• Task directions
Output everything in the records below, from the line containing "Each instance of the coastal" down to the end of the records, including that first line, as a JSON list of strings with one string per line and blank lines left out.

Begin Records for this task

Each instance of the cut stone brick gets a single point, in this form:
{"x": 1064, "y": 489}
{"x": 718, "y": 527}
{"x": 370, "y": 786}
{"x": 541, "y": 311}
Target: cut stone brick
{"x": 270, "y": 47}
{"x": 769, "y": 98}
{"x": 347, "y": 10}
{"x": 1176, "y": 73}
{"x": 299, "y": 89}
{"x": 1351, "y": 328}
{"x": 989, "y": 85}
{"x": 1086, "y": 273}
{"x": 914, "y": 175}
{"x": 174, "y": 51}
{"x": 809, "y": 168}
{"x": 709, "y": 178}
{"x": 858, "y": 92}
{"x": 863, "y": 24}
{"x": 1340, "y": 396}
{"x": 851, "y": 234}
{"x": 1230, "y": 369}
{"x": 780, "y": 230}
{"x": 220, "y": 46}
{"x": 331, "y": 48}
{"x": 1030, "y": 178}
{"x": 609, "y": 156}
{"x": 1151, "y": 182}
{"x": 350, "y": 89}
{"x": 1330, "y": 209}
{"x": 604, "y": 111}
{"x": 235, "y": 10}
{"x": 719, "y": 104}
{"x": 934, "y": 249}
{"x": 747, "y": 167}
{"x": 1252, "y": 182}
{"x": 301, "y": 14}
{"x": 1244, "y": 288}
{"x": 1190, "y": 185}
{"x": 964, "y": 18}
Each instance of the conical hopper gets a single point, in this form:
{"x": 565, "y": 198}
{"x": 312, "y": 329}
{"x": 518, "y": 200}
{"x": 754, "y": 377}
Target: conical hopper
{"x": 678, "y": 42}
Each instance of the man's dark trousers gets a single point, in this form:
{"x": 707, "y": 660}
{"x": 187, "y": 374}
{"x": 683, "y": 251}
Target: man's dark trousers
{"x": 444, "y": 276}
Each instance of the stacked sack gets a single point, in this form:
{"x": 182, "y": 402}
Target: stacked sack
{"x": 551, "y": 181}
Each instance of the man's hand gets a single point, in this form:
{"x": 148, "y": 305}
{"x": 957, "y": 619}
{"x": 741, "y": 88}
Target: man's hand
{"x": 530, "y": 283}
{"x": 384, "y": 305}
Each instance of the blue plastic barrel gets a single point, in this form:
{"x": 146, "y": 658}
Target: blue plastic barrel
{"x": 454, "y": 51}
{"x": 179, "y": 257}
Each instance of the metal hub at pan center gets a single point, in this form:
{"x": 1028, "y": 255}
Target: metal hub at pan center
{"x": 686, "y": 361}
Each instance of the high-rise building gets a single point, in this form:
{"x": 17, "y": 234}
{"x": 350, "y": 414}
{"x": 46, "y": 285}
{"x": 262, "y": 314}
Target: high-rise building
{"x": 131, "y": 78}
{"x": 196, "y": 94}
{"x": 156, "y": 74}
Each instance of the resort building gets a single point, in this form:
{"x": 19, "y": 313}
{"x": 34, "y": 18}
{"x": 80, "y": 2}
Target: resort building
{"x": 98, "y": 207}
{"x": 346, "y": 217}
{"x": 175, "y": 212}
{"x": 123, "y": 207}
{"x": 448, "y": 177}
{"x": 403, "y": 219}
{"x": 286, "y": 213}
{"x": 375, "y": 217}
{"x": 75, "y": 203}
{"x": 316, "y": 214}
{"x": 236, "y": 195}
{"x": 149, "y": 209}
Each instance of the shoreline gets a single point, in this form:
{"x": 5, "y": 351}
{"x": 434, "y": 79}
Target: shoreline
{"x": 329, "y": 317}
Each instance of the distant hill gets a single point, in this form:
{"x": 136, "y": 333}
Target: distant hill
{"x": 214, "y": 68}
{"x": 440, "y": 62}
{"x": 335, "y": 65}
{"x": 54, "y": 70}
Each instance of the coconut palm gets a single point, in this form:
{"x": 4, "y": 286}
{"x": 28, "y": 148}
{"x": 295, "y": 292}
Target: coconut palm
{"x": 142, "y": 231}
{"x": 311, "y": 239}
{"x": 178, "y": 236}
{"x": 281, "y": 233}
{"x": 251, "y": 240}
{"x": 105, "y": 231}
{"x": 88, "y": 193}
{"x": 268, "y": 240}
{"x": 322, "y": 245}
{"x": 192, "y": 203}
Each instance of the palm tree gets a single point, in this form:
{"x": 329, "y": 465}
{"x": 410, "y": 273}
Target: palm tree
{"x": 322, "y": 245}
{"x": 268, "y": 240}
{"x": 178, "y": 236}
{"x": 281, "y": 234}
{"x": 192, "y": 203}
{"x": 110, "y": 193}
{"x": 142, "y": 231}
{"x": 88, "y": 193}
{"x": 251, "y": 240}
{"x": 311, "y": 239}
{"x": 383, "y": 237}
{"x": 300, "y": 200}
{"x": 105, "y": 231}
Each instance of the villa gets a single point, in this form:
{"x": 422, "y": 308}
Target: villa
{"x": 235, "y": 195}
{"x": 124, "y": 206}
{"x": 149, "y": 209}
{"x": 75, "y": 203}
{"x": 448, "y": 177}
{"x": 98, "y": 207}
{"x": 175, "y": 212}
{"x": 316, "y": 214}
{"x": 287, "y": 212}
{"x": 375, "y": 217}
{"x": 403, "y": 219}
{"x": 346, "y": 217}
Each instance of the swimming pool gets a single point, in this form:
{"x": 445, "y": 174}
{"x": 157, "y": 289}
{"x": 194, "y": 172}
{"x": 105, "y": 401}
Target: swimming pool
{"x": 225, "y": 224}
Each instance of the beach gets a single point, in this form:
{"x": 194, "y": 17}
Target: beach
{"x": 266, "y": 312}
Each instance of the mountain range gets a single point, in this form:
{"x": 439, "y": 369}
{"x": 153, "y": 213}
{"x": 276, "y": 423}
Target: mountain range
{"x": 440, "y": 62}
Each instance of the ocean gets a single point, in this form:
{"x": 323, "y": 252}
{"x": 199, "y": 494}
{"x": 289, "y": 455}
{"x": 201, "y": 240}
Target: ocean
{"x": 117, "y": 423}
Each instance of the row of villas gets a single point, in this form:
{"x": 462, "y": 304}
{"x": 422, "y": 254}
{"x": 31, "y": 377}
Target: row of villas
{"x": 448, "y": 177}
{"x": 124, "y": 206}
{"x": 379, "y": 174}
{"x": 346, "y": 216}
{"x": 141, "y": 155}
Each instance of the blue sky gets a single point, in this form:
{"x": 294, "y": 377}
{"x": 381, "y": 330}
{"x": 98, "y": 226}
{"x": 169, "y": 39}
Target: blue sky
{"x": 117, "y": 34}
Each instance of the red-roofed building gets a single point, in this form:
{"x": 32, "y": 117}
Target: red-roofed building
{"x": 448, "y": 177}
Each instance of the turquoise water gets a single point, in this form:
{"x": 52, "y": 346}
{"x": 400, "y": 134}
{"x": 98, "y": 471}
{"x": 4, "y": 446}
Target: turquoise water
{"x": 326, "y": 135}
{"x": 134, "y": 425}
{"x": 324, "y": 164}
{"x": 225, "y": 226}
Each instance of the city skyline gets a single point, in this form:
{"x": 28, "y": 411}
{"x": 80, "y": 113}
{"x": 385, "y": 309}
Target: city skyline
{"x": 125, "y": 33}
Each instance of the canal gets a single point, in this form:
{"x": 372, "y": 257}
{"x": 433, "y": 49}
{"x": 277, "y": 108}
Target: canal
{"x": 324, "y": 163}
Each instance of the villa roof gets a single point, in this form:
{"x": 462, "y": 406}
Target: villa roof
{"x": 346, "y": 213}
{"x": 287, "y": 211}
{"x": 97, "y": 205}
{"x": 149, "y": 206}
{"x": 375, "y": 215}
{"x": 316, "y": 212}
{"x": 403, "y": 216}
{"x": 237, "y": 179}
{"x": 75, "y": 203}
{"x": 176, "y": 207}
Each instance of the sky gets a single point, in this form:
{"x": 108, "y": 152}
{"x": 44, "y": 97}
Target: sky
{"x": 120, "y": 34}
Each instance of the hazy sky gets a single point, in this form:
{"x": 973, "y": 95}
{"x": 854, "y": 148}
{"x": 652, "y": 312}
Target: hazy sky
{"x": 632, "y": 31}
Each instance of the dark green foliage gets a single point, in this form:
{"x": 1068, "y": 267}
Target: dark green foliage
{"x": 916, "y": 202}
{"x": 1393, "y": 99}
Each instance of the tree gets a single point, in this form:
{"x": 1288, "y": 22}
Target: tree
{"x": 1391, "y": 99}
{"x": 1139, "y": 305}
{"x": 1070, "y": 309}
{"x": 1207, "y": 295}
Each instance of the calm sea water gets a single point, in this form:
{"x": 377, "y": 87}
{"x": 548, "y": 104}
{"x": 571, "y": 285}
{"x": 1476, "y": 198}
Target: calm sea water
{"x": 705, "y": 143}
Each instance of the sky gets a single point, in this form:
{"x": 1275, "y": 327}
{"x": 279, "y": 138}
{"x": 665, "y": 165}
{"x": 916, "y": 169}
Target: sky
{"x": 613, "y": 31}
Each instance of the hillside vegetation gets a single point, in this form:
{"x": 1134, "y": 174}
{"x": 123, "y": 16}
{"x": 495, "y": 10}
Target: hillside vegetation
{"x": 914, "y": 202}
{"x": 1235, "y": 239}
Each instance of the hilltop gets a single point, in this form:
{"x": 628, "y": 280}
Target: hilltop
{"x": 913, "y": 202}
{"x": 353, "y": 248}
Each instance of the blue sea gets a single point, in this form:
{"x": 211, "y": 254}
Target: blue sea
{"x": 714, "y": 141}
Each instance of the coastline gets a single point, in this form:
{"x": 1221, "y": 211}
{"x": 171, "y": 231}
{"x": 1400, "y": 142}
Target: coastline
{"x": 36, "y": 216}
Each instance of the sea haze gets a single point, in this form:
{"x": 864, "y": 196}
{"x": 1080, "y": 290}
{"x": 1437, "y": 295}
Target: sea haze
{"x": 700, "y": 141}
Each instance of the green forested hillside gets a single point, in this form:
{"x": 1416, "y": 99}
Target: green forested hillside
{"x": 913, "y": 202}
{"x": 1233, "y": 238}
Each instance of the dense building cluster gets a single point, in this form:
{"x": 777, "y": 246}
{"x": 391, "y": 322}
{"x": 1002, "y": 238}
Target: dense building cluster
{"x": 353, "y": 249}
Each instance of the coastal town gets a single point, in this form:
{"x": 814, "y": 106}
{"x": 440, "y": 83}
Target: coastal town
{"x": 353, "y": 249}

End Records for this task

• Solved exercise
[
  "Each instance of the coastal town gets a single point, in this form:",
  "{\"x\": 814, \"y\": 106}",
  "{\"x\": 440, \"y\": 83}",
  "Target: coastal town",
  "{\"x\": 353, \"y\": 249}"
]